EXERCISE DETAILS:
Locate every line in the items below that contains the string "distant", treating uppercase and lowercase as distinct, and copy each of those lines.

DATA:
++++++

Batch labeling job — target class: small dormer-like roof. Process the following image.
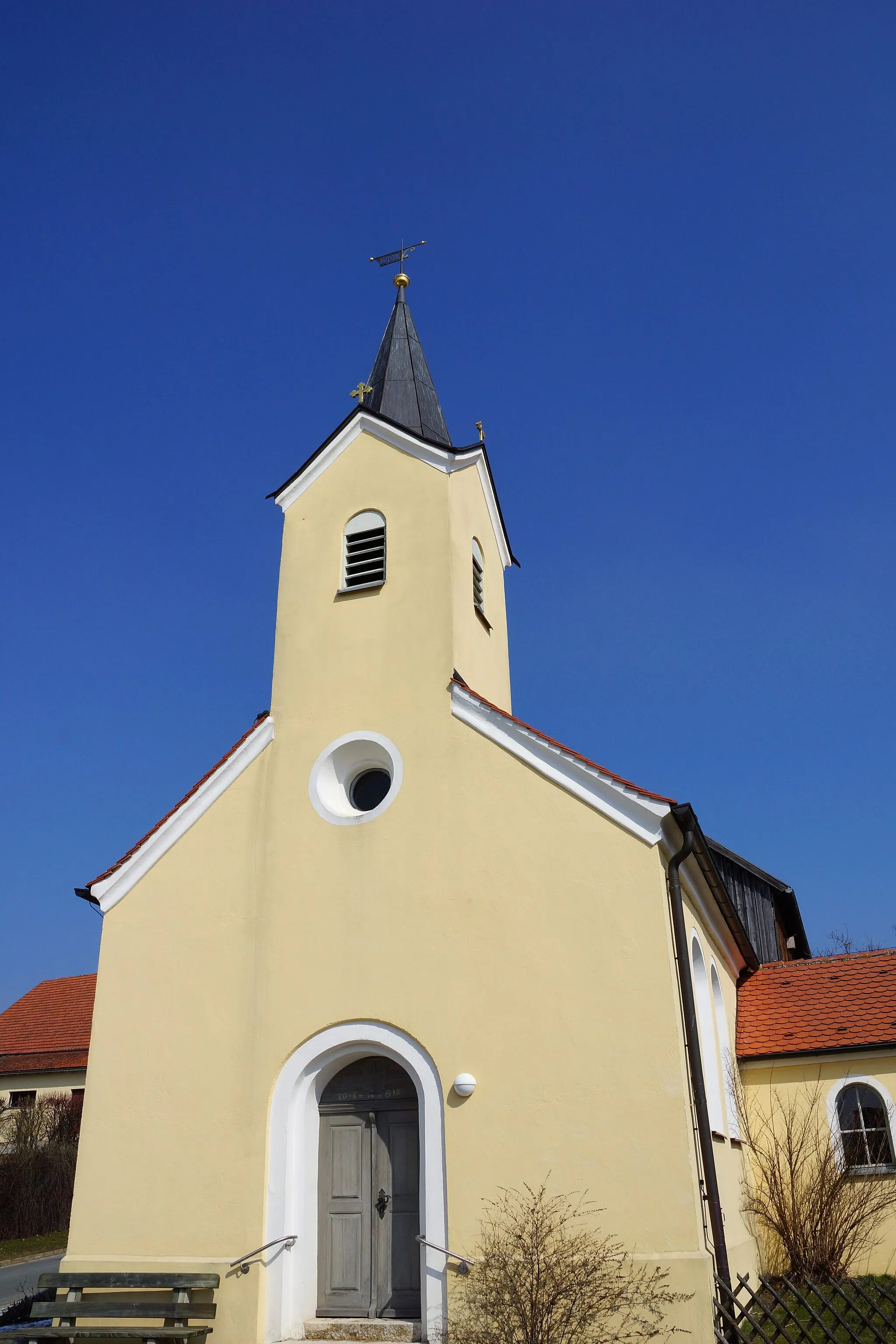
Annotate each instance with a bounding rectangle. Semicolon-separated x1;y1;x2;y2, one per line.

++++++

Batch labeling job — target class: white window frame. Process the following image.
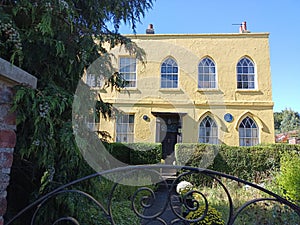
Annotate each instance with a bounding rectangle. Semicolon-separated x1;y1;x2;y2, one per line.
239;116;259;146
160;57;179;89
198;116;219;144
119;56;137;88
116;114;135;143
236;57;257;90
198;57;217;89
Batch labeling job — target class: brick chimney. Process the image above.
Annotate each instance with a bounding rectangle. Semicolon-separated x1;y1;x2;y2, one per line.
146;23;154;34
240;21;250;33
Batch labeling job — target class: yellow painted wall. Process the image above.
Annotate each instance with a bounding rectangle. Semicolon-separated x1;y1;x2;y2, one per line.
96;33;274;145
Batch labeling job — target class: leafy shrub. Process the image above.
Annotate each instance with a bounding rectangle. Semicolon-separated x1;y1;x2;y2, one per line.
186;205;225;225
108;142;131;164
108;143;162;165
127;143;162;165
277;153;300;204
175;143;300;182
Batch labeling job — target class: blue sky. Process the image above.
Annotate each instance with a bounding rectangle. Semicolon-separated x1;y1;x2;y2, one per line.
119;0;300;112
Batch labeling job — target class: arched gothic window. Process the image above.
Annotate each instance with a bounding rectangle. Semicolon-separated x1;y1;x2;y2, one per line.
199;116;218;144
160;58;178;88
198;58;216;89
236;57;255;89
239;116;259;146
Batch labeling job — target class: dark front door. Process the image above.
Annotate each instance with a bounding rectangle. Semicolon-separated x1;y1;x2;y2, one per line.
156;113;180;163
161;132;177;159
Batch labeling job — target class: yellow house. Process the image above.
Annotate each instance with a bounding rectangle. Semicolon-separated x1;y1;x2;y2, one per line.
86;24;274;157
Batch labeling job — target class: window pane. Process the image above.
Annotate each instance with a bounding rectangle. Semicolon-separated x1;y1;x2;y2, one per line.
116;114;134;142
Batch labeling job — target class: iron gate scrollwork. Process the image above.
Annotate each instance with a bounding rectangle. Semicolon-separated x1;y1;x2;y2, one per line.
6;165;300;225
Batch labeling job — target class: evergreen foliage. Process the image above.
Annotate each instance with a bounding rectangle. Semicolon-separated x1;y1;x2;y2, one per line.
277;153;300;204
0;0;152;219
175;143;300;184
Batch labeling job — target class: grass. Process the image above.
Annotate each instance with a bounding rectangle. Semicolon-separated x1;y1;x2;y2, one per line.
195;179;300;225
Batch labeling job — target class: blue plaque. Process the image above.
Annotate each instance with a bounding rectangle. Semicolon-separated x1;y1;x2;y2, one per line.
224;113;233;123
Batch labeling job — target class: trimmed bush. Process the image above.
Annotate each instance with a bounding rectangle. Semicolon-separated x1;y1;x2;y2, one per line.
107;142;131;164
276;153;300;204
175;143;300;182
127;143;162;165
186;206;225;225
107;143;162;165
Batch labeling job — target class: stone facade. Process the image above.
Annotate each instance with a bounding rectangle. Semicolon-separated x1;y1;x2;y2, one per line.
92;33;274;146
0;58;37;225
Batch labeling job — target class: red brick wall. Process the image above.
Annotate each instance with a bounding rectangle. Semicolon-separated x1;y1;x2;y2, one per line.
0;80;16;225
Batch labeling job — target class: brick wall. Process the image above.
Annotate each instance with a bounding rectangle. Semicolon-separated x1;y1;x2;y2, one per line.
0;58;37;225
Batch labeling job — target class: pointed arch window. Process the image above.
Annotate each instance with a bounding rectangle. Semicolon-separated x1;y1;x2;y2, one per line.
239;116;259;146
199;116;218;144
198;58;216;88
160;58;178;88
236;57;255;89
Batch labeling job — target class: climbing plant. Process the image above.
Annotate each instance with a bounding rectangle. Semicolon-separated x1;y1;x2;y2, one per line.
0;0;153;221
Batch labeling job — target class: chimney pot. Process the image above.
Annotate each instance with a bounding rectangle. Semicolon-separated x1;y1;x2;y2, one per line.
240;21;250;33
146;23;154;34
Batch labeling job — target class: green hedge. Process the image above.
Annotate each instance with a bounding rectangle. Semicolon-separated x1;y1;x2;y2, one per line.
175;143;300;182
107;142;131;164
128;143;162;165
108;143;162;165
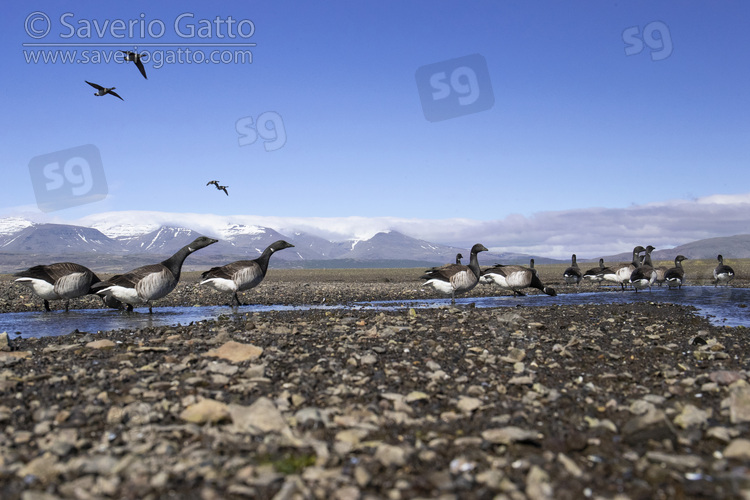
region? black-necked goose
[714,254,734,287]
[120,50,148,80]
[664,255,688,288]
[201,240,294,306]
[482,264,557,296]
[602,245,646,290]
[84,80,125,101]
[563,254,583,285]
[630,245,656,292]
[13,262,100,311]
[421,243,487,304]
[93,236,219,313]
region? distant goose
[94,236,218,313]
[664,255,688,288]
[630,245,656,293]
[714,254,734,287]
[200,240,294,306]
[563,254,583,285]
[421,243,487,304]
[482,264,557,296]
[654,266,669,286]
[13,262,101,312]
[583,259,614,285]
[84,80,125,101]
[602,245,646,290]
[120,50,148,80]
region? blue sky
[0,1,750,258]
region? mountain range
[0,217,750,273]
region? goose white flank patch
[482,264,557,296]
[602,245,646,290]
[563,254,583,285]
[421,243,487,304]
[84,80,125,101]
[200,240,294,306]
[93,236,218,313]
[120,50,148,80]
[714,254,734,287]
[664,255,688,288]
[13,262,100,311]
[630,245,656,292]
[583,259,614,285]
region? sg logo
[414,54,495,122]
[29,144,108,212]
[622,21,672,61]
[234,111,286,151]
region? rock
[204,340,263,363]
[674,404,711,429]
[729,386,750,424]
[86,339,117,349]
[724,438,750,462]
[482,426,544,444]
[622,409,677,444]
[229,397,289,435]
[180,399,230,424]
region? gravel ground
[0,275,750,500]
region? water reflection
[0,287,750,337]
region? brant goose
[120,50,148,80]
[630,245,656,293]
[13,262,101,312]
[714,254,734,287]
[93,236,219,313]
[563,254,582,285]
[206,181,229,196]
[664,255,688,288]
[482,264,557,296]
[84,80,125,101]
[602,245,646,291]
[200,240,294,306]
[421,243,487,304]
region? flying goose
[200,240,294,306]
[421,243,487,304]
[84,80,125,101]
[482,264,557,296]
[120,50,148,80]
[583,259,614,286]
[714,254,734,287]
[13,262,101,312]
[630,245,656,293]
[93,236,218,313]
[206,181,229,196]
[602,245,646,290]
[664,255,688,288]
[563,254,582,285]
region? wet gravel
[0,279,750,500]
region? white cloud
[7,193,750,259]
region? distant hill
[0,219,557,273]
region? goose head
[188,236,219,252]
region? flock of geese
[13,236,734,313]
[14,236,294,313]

++++++

RESPONSE BELOW:
region? distant goose
region? distant hill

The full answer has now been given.